TASK GOAL. Rewrite these lines with "After studying" replaced by "After examining" everywhere, leaving everything else unchanged and omitting the pictures.

Region annotation entries.
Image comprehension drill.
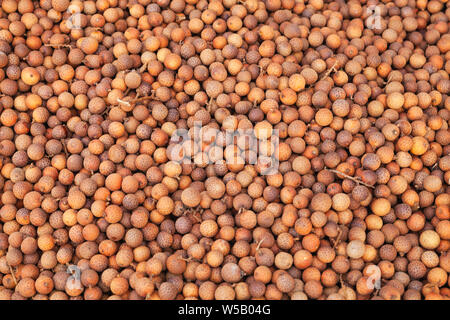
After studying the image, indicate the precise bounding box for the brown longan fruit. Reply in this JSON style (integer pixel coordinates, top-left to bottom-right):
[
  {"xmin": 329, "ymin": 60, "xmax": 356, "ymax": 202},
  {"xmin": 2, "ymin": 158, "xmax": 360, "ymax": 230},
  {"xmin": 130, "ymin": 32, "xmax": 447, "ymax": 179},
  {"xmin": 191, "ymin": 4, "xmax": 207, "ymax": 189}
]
[
  {"xmin": 181, "ymin": 187, "xmax": 201, "ymax": 208},
  {"xmin": 419, "ymin": 230, "xmax": 441, "ymax": 250},
  {"xmin": 110, "ymin": 276, "xmax": 129, "ymax": 296}
]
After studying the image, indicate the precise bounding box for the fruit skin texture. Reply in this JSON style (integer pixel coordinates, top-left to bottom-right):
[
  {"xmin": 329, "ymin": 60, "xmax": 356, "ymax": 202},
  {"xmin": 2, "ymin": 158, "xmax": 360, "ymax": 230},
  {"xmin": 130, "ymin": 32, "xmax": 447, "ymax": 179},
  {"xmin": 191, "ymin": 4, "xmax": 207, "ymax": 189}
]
[{"xmin": 0, "ymin": 0, "xmax": 450, "ymax": 300}]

ANSWER FOR THIS EXERCISE.
Image comprehension drill.
After examining the image, indicate the precise bounding box for the brown longan fruit. Reply in this JSON style (integer pixel coordinates, top-left to bottom-right):
[
  {"xmin": 329, "ymin": 60, "xmax": 356, "ymax": 202},
  {"xmin": 2, "ymin": 158, "xmax": 360, "ymax": 230},
  {"xmin": 130, "ymin": 32, "xmax": 447, "ymax": 179},
  {"xmin": 191, "ymin": 4, "xmax": 207, "ymax": 189}
]
[
  {"xmin": 181, "ymin": 187, "xmax": 201, "ymax": 208},
  {"xmin": 419, "ymin": 230, "xmax": 441, "ymax": 250},
  {"xmin": 110, "ymin": 276, "xmax": 129, "ymax": 296}
]
After examining the image, indicate the precise bounding box for the fruit skin texture. Reply in this JSON style (integer pixel coordinates, top-left to bottom-right):
[
  {"xmin": 329, "ymin": 60, "xmax": 356, "ymax": 202},
  {"xmin": 2, "ymin": 158, "xmax": 360, "ymax": 230},
  {"xmin": 130, "ymin": 32, "xmax": 447, "ymax": 179},
  {"xmin": 191, "ymin": 4, "xmax": 207, "ymax": 189}
]
[{"xmin": 0, "ymin": 0, "xmax": 450, "ymax": 300}]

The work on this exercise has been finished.